- [DATASET RECORDS]

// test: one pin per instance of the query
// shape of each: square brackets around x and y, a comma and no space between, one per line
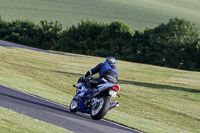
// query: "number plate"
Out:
[112,93]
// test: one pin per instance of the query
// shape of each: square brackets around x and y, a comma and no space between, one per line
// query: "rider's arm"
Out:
[94,70]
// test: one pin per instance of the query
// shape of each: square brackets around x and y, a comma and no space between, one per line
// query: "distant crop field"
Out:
[153,99]
[138,14]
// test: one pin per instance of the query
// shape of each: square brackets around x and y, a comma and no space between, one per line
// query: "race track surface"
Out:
[56,114]
[50,112]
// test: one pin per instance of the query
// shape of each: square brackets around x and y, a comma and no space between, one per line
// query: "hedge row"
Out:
[175,44]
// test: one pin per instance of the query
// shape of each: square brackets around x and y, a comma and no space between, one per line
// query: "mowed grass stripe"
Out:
[139,14]
[12,122]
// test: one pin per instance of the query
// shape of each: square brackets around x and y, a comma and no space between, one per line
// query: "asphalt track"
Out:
[56,114]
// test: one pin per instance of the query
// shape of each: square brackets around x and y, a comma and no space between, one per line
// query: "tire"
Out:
[73,106]
[102,107]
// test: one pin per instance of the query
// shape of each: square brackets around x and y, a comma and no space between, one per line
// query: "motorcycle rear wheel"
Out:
[100,110]
[73,105]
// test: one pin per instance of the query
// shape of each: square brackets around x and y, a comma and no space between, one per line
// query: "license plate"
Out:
[112,93]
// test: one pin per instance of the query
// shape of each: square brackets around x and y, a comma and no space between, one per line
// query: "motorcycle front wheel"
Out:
[100,108]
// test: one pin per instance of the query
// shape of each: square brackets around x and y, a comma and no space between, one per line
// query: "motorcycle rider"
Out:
[107,73]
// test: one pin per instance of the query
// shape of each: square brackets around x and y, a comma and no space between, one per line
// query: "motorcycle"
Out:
[96,101]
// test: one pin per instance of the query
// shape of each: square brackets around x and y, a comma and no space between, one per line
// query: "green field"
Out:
[139,14]
[11,122]
[153,99]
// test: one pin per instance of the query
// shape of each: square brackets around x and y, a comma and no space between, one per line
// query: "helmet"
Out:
[110,60]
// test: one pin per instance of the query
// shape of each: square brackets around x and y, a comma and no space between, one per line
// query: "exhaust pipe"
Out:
[113,105]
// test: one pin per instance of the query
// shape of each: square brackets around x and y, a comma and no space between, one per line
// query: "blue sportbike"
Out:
[95,101]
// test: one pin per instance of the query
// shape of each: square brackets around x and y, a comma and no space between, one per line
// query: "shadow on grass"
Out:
[158,86]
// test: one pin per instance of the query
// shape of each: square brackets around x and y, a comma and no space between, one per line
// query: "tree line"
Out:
[175,44]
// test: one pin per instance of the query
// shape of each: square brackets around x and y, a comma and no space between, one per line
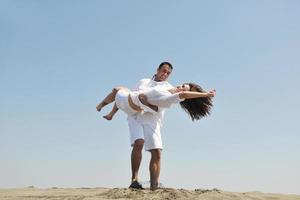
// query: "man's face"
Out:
[163,73]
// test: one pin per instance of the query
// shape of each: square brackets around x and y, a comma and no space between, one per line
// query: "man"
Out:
[145,129]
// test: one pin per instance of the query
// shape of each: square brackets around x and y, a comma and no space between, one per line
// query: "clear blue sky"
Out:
[59,58]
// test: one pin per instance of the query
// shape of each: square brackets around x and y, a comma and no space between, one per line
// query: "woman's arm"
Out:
[192,94]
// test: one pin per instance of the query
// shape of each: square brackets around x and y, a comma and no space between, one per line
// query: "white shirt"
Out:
[144,85]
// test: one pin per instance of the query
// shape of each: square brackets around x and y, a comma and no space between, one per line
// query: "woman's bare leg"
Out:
[108,99]
[110,115]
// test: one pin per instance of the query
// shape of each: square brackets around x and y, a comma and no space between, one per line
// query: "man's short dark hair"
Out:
[165,63]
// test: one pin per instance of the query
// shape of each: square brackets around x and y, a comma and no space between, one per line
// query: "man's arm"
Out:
[192,95]
[144,100]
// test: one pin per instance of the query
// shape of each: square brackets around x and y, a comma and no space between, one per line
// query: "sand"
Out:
[32,193]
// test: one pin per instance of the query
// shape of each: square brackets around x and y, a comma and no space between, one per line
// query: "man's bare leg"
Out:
[110,115]
[108,99]
[154,168]
[136,158]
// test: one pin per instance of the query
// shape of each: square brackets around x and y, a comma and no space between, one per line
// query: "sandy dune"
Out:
[123,193]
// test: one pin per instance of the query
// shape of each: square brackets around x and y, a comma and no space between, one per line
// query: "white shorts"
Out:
[121,100]
[149,132]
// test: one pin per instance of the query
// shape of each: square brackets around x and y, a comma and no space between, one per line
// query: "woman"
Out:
[192,98]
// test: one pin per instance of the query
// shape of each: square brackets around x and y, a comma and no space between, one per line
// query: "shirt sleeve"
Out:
[140,84]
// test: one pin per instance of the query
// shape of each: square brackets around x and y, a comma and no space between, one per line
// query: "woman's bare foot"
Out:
[100,106]
[108,117]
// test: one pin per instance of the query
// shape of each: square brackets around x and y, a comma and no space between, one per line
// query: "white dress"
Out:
[156,96]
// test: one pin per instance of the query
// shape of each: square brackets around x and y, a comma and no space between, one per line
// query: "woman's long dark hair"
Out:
[198,107]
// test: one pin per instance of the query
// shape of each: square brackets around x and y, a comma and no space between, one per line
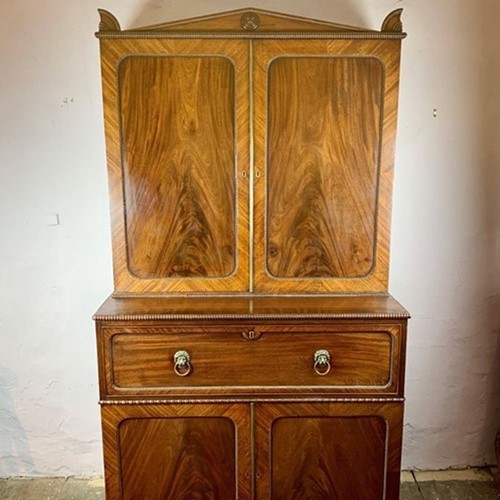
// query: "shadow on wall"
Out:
[159,11]
[16,457]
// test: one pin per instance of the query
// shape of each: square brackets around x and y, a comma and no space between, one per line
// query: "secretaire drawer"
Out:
[165,360]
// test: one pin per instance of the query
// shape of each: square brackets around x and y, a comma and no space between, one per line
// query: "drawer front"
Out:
[141,360]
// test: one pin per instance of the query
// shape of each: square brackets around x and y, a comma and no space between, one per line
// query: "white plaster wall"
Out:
[55,243]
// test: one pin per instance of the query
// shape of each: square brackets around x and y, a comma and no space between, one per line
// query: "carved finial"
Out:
[108,22]
[392,23]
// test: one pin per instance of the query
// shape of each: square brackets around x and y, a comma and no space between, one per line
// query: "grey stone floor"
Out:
[470,484]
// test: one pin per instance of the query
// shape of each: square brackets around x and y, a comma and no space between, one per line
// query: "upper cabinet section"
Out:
[250,151]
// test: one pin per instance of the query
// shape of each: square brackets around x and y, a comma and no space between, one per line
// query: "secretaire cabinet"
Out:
[250,349]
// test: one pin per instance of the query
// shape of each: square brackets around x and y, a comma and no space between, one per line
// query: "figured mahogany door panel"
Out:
[328,451]
[177,139]
[177,452]
[142,361]
[323,145]
[324,132]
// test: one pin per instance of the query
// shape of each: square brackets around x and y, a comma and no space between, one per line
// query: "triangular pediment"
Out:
[250,20]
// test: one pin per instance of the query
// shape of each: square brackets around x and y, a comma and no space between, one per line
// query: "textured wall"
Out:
[55,249]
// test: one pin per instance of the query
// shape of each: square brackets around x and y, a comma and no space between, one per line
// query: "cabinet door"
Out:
[337,451]
[177,451]
[325,122]
[176,115]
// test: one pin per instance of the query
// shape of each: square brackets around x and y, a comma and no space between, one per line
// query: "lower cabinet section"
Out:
[342,451]
[262,450]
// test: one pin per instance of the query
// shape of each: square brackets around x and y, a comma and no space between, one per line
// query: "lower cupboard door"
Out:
[177,452]
[331,451]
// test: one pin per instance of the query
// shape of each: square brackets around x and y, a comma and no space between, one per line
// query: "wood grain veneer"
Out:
[139,360]
[180,451]
[178,138]
[196,458]
[176,121]
[323,149]
[319,233]
[250,158]
[328,451]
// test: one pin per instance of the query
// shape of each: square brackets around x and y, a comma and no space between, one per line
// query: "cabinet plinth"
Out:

- [WHAT IS EXPECTED] Retype the whole listing exactly and leave the pictures out.

- [EXERCISE ANSWER]
// test: one pin per instance of the query
// shape of each: square brackets around x and y, a comma and no space between, one per line
// query: "number plate"
Out:
[112,93]
// test: one pin per instance of the query
// shape of each: square brackets around x and y, a comma and no space between, one per line
// query: "rider's arm"
Out:
[94,70]
// test: one pin per instance of the query
// shape of each: square brackets around x and y, a comma and no space between, one per line
// query: "distant crop field"
Out:
[153,99]
[138,14]
// test: one pin per instance of the query
// shape of each: square brackets around x and y, a comma and no space between, one per line
// query: "race track surface"
Out:
[56,114]
[50,112]
// test: one pin per instance of the query
// shape of each: square brackets around x and y, a comma and no space between, one per line
// query: "hedge row"
Out:
[175,44]
// test: one pin per instance of the query
// shape of each: square brackets around x and y, a comma and no space between, one per line
// query: "mowed grass stripe"
Out:
[139,14]
[12,122]
// test: one pin per instance of the query
// shape of each: square brackets around x and y, a comma and no space between, one per line
// query: "asphalt track"
Out:
[56,114]
// test: one pin per instance of the query
// shape of each: square brackets around x and y, a comma and no space between, one per line
// query: "tire"
Out:
[73,106]
[102,107]
// test: one pin per instance of the query
// shape of each: square brackets around x and y, a comma and no space between, one per line
// query: "motorcycle rear wheel"
Out:
[100,110]
[73,105]
// test: one pin per instance of the query
// shape of each: square brackets around x and y, a comma and no space between, one per line
// query: "license plate"
Out:
[112,93]
// test: one pin per instance of the query
// shape of each: square brackets around x and y, a comma and no space between, one per line
// query: "motorcycle front wheel"
Out:
[100,108]
// test: one pin per instance of the query
// shape of each: square brackets around x and y, a comma and no space between, one per line
// query: "motorcycle rider"
Out:
[107,73]
// test: one pin per instance of the query
// shape of each: square brackets around x and y, a comma and no space between, one per line
// query: "motorcycle"
Out:
[96,101]
// test: one pin per instance of the query
// shape of each: square brackets around x and y, a comma and no space between, one per line
// query: "green field"
Out:
[139,14]
[11,122]
[153,99]
// test: one pin per instance of the query
// shape of each: square brackets around x and y, a comma and no space between, one per line
// query: "helmet"
Out:
[110,60]
// test: one pin per instance of the query
// shape of each: square brackets around x and y, a comma and no space between, one per line
// query: "exhaust pipe"
Out:
[113,105]
// test: one pin per instance of the query
// shape of each: square brackets around x and y, a comma and no space between, one per line
// query: "blue sportbike"
Out:
[95,101]
// test: one pin per instance of the query
// shape of each: square brackets around x and y, a comma and no space between, one per line
// query: "shadow on grass"
Out:
[158,86]
// test: one pin per instance of the query
// shape of each: square brackets around x and y, a comma and no space between, one per line
// query: "tree line"
Out:
[175,44]
// test: one pin per instance of the query
// shape of each: square brackets around x and y, a comma and no space between, one per line
// query: "man's face"
Out:
[163,73]
// test: one pin per instance of the query
// shape of each: square brackets around x and y, a comma and no space between, one per line
// query: "man"
Out:
[145,129]
// test: one pin per instance of the query
// shape of each: square brackets around x and y, a comma and no space between, one per line
// query: "clear blue sky"
Out:
[59,58]
// test: one pin per instance of the query
// shape of each: square brackets around x and y, a comma and no space between, one per line
// query: "woman's arm"
Out:
[192,94]
// test: one pin per instance of the query
// shape of each: square brackets around x and y, a comma and no space between, one per line
// query: "white shirt"
Out:
[144,85]
// test: one pin per instance of the query
// shape of each: square brackets around x and y, a comma and no space between, one per line
// query: "woman's bare leg"
Out:
[108,99]
[110,115]
// test: one pin per instance of the query
// shape of each: square brackets around x and y, a comma and no space between, one per line
// query: "man's short dark hair"
Out:
[165,63]
// test: one pin per instance of the query
// shape of each: square brackets around x and y, a comma and no space between, one per line
// query: "man's arm"
Out:
[192,95]
[144,100]
// test: one pin per instance of the query
// shape of each: square brackets around x and y, a comma and no space between, one per line
// query: "sand"
Out:
[32,193]
// test: one pin per instance of the query
// shape of each: square brackets around x and y, a comma and no space between, one per line
// query: "man's bare leg"
Out:
[110,115]
[108,99]
[154,168]
[136,158]
// test: one pin per instance of the query
// shape of each: square brackets around x and y, a comma and no space between, one per line
// query: "sandy dune"
Out:
[123,193]
// test: one pin per instance of the query
// shape of each: square brackets around x and y, a comma and no space between, one per line
// query: "white shorts"
Out:
[121,100]
[149,132]
// test: one pin per instance of the query
// shape of each: square brackets around x and y, a comma and no space between, one per line
// query: "woman"
Out:
[192,98]
// test: one pin per instance of the query
// shape of each: square brackets around x and y, a comma and no space between, one per line
// query: "shirt sleeve"
Out:
[140,84]
// test: one pin per instance of the query
// shape of each: square brackets around x and y, a comma and no space between, one per line
// query: "woman's bare foot"
Out:
[100,106]
[108,117]
// test: one pin per instance of the query
// shape of each: square brackets around x and y, a comma and no space between, one per line
// query: "white dress"
Out:
[156,96]
// test: one pin per instance of the query
// shape of each: square brackets around x and y, a comma and no space between, one per line
// query: "woman's long dark hair"
Out:
[198,107]
// test: one pin per instance of the query
// shape of each: square brackets around x and y, a comma and no space between, one per line
// query: "shadow on wall"
Out:
[159,11]
[16,457]
// test: one pin per instance of the query
// shape of each: square brackets around x and y, a comma and no space between, one per line
// query: "secretaire drawer"
Out:
[165,360]
// test: one pin per instance of the query
// shape of each: square brackets around x and y, a comma and no space between, one per line
// query: "drawer front"
Out:
[141,360]
// test: one pin per instance of the query
// shape of each: square brackets around x and y, a comma and no space between, one per line
// query: "white plaster wall"
Out:
[55,243]
// test: one pin per instance of the query
// shape of each: square brackets around x and y, a comma and no space between, one per line
// query: "carved finial"
Out:
[108,22]
[392,23]
// test: one pin per instance of the query
// shape of each: square brackets around x and y, a comma and no space between, one per line
// query: "grey stone floor"
Out:
[470,484]
// test: one pin per instance of the query
// shape of each: square brackets around x and y, a comma and no space between, one per line
// query: "upper cabinet section"
Out:
[250,151]
// test: one pin per instance of the query
// shape of each: square brackets around x and y, a comma and no space between, one per line
// query: "secretaire cabinet"
Out:
[250,349]
// test: one pin per instance of the query
// shape of each: square brackets around x and y, a comma and no space between, one per line
// query: "figured mahogany door panel"
Out:
[328,451]
[177,139]
[177,452]
[142,361]
[323,145]
[324,132]
// test: one pin per instance of the query
// shape of each: square brackets around x and y, a comma and no space between, one per line
// query: "triangular pediment"
Out:
[250,20]
// test: one pin per instance of the query
// shape of each: square brackets around x and y, a comma and no space between, one per line
// query: "textured wall"
Out:
[55,249]
// test: one pin per instance of the query
// shape of each: square brackets around x and y, a comma and no space between, one per line
// query: "cabinet door"
Out:
[337,451]
[177,451]
[325,122]
[176,115]
// test: one pin per instance of the query
// shape of each: square brackets around x and y, a comma and no space between, one per line
// query: "lower cabinet section"
Out:
[342,451]
[262,450]
// test: one pin per instance of the query
// shape of each: square brackets around x and y, a comma and no space between, one per line
// query: "lower cupboard door"
Out:
[177,452]
[331,451]
// test: one pin per instance of the query
// shape of each: square brackets around x and y, a comma and no space between, one per line
// query: "wood grain veneer"
Out:
[139,360]
[180,451]
[178,138]
[196,458]
[176,121]
[323,149]
[319,233]
[250,158]
[328,451]
// test: one pin per instance of the query
// shape of each: square brackets around x and y, a comma and no space between, one per line
// query: "cabinet plinth"
Out:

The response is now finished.